▶ PROVIDED RECORDS:
···
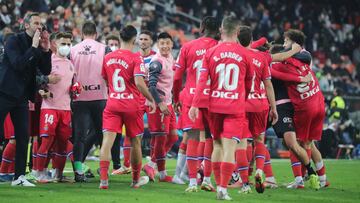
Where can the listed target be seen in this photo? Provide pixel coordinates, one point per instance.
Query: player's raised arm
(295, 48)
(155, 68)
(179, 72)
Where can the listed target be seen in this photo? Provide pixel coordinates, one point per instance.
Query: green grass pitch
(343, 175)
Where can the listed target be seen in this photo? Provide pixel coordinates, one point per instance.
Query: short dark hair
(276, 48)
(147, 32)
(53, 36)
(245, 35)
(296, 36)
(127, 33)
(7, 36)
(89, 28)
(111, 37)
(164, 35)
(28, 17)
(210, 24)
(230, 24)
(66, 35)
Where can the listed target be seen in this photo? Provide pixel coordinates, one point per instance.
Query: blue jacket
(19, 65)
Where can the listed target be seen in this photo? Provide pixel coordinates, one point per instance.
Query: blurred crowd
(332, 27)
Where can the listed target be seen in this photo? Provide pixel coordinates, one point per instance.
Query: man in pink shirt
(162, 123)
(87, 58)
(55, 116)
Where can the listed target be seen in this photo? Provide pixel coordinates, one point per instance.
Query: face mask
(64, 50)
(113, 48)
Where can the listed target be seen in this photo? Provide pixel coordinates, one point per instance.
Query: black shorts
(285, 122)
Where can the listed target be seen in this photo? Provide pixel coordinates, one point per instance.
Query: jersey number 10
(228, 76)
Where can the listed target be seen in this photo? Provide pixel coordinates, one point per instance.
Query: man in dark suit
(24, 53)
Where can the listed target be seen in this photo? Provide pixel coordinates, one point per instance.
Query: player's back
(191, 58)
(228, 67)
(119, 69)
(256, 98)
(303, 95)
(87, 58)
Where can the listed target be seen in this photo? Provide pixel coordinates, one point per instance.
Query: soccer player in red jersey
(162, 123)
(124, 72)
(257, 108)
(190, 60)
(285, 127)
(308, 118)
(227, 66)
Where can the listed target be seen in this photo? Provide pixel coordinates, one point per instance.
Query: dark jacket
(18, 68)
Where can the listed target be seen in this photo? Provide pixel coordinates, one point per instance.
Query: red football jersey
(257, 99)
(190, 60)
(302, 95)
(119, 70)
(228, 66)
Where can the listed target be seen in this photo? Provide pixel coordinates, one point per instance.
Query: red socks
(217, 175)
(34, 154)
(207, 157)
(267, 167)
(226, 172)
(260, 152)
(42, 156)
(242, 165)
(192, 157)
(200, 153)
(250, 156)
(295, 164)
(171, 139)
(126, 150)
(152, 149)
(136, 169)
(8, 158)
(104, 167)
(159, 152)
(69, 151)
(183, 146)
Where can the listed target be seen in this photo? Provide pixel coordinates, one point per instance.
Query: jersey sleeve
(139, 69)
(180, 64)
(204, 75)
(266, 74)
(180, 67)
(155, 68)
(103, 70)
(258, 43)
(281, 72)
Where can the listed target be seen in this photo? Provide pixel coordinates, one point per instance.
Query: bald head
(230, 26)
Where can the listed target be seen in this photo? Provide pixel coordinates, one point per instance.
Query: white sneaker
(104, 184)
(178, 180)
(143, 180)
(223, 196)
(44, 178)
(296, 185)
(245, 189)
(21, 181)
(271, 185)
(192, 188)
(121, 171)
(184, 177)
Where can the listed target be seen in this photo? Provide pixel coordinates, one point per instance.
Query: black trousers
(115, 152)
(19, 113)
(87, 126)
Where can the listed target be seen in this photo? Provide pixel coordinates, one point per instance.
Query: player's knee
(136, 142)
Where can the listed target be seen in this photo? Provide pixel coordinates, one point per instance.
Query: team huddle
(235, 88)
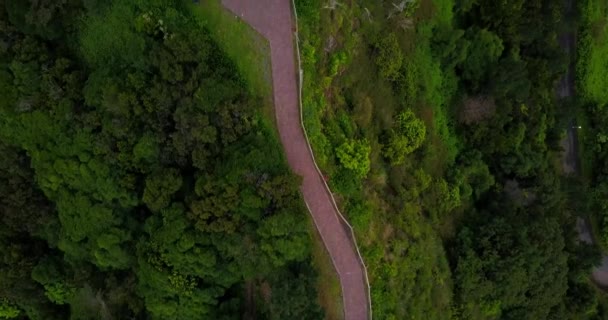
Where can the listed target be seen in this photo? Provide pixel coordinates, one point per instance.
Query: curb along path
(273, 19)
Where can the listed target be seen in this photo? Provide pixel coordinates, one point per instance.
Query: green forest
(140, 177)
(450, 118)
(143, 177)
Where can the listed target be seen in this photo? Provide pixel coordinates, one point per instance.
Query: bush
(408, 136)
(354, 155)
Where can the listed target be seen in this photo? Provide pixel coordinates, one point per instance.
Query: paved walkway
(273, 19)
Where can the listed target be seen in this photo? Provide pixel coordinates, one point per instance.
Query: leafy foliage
···
▶ THE PROBLEM: Repeat the material above word for word and skip every image in it.

▶ SOLUTION TO THIS TASK:
Where can the listed target be seen in this photo? Provide pixel coordinates, one point per instance.
Query: player's raised arm
(295, 48)
(155, 68)
(179, 72)
Where can the listed target be seen in this photo? Provide pixel coordinates, one point per instance.
Query: green grass pitch
(343, 175)
Where can the listed target be seen in this photo? Provide pixel coordinates, one point per instance.
Query: short dark hair
(276, 48)
(147, 32)
(53, 36)
(245, 35)
(296, 36)
(127, 33)
(7, 36)
(89, 28)
(111, 37)
(164, 35)
(28, 17)
(210, 24)
(230, 24)
(66, 35)
Where can the listed target be seen in this photo? Provide pixel coordinates, one point per instance.
Query: blue jacket
(19, 65)
Where can the listed target be seen in this photo? Provide pixel coordinates, one point per instance.
Query: blurred crowd
(332, 27)
Where can the listed target be seen in this photo? Provide pixel coordinates, one point per instance.
Query: man in pink shirt
(162, 123)
(87, 58)
(55, 116)
Where can the listed target be seen in this photo? Provide pixel coordinates, one point per instance.
Query: face mask
(64, 50)
(113, 48)
Where can the listed target be seen in this photo? Provide pixel coordinates, one point per instance.
Query: black shorts
(285, 122)
Where can the listed target be seen in this photo? Provide pixel coordinates, one point per instance.
Query: jersey number 10
(228, 76)
Where can the listed target be seen in this photo? Provide pixel coordinates, one point per instance.
Query: man in dark suit
(24, 53)
Where can the listed target be seen in this photo? Provide pixel coordinates, one point per instance.
Query: player's back
(191, 58)
(228, 67)
(119, 69)
(256, 98)
(303, 95)
(87, 58)
Where can the listed target be seen in this photo? Provide pixel coordinates, one point per instance.
Query: soccer player in red jersey
(162, 123)
(124, 72)
(257, 108)
(190, 60)
(285, 127)
(308, 118)
(227, 66)
Where can the listed target be seen in this photo? Provide pixel coordinates, one point per instance.
Query: dark jacket
(18, 68)
Where can the listed target be seen in this photo? Provide pixel coordinates, one point per instance.
Query: red football jersey
(257, 99)
(190, 60)
(302, 95)
(119, 70)
(228, 66)
Where can the listed target be seen in this photo? Provide pixel coordinates, one point per instance.
Query: red socks
(217, 175)
(34, 154)
(207, 157)
(267, 167)
(226, 172)
(260, 152)
(42, 156)
(242, 165)
(192, 157)
(200, 153)
(250, 156)
(295, 164)
(171, 139)
(126, 150)
(152, 149)
(136, 169)
(8, 158)
(104, 167)
(159, 152)
(69, 151)
(183, 146)
Where can the listed target be seen in this photo? Provide pixel coordinates, one point per instance.
Query: jersey sleeve
(139, 69)
(180, 64)
(204, 75)
(266, 74)
(180, 67)
(155, 68)
(103, 70)
(258, 43)
(281, 72)
Where can the listed target be seen in this photo? Provide pixel coordinates, one point per instance.
Query: bald head
(230, 26)
Where can the listed target be seen in this photo? Provide pixel coordinates, one point per instance.
Query: white sneaker
(104, 184)
(178, 180)
(143, 180)
(223, 196)
(44, 178)
(296, 185)
(245, 189)
(21, 181)
(271, 185)
(192, 188)
(121, 171)
(184, 177)
Where can the listed target be seen in this photo? Provide pixel coordinates, one point per instance.
Query: black trousers
(115, 152)
(19, 113)
(87, 126)
Where can the listed target be seen in this photo? Provide pixel coordinates, one point per instance.
Query: player's knee
(136, 142)
Where can the listed target be seen in this photo? Provide pixel coordinates, one point per instance.
Query: team huddle
(235, 88)
Where can the listed target be seen in this photo? Provide pixel coordinates, one point per instance.
Query: curb along path
(273, 19)
Where can the listed target be seen in this photo? Provide pixel coordinates, one point per instance.
Query: green forest
(140, 177)
(450, 118)
(143, 177)
Where can the listed target be seen in this photo? Provide pixel coordinates, one point per instance.
Query: bush
(408, 136)
(354, 155)
Where can the listed target be seen in this photo? Provide pixel coordinates, one point per instance.
Query: paved walkway
(273, 19)
Where can the listed target be seen in this photo? Provide pixel coordinates, one point per instance.
Query: leafy foliage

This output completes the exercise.